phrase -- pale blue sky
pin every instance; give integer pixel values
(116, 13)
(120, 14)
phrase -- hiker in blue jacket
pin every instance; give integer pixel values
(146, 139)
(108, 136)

* * * * * * *

_The problem_
Write out every one of the items above line for line, with no changes.

_Solution for this problem_
phrase -- pale blue sky
pin every instance; give integer pixel values
(116, 13)
(120, 14)
phrase -- hiker in blue jacket
pin every instance; give integer pixel values
(146, 139)
(108, 136)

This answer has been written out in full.